**Natural-language object grounding data**.
● ● ● ● ● ● ●
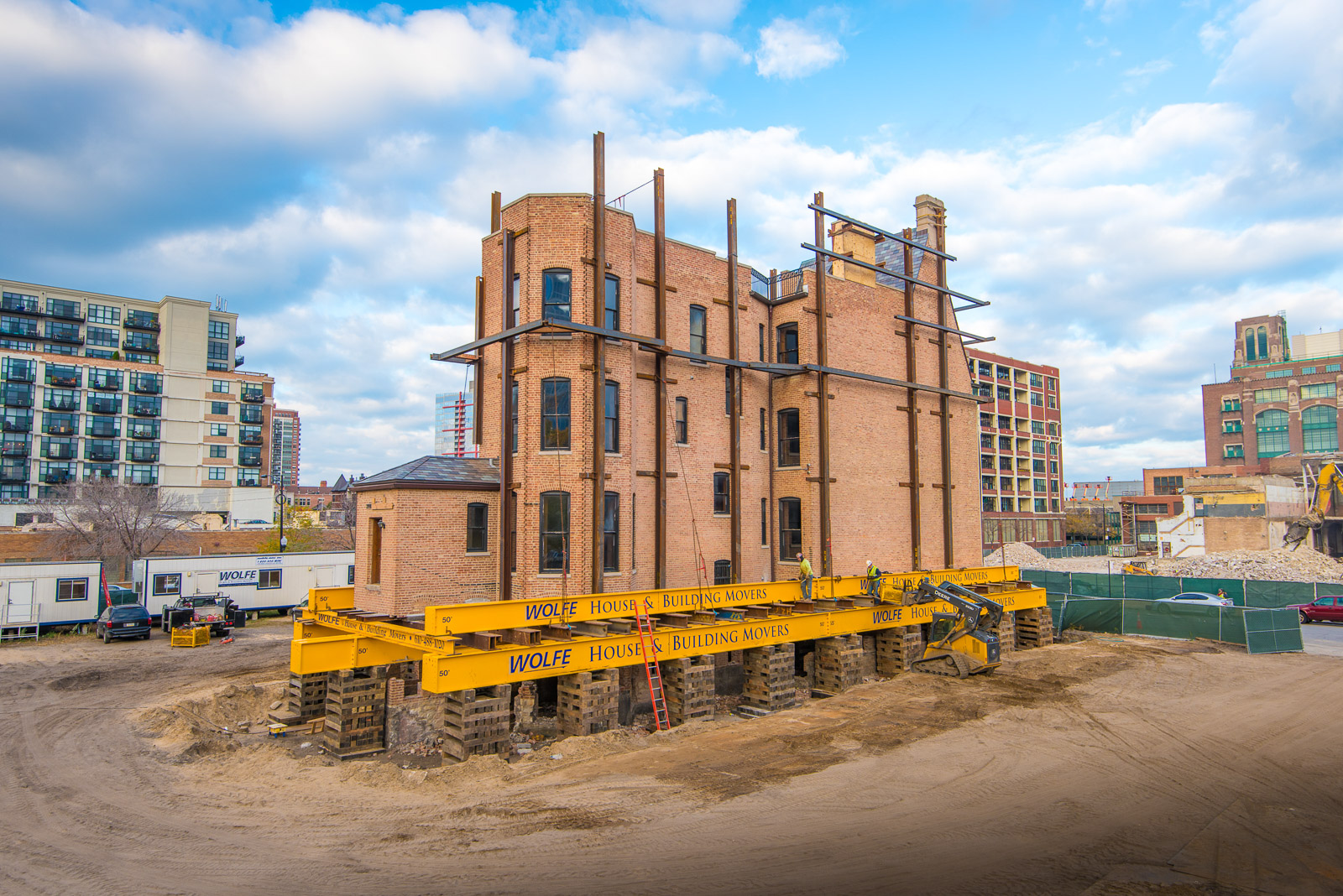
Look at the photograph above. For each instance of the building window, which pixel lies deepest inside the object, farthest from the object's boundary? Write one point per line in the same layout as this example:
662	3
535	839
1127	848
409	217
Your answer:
477	528
555	531
514	436
790	438
71	589
375	550
1319	428
555	414
786	344
1271	431
722	494
555	293
698	331
790	528
611	533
● ● ● ● ● ● ●
Output every line above exactly as it stands, and drop any picture.

**WRITTEN REPLY**.
Look at the photograph above. For each instance of the building window, which pixel lies deepest inside the object, farthest from the object's boundary? Write one point per line in the same layout as this example:
662	3
535	839
1127	848
409	217
Your answer:
477	528
555	531
514	436
790	438
71	589
375	550
1319	428
555	414
786	344
1271	431
722	494
555	293
698	331
790	528
611	533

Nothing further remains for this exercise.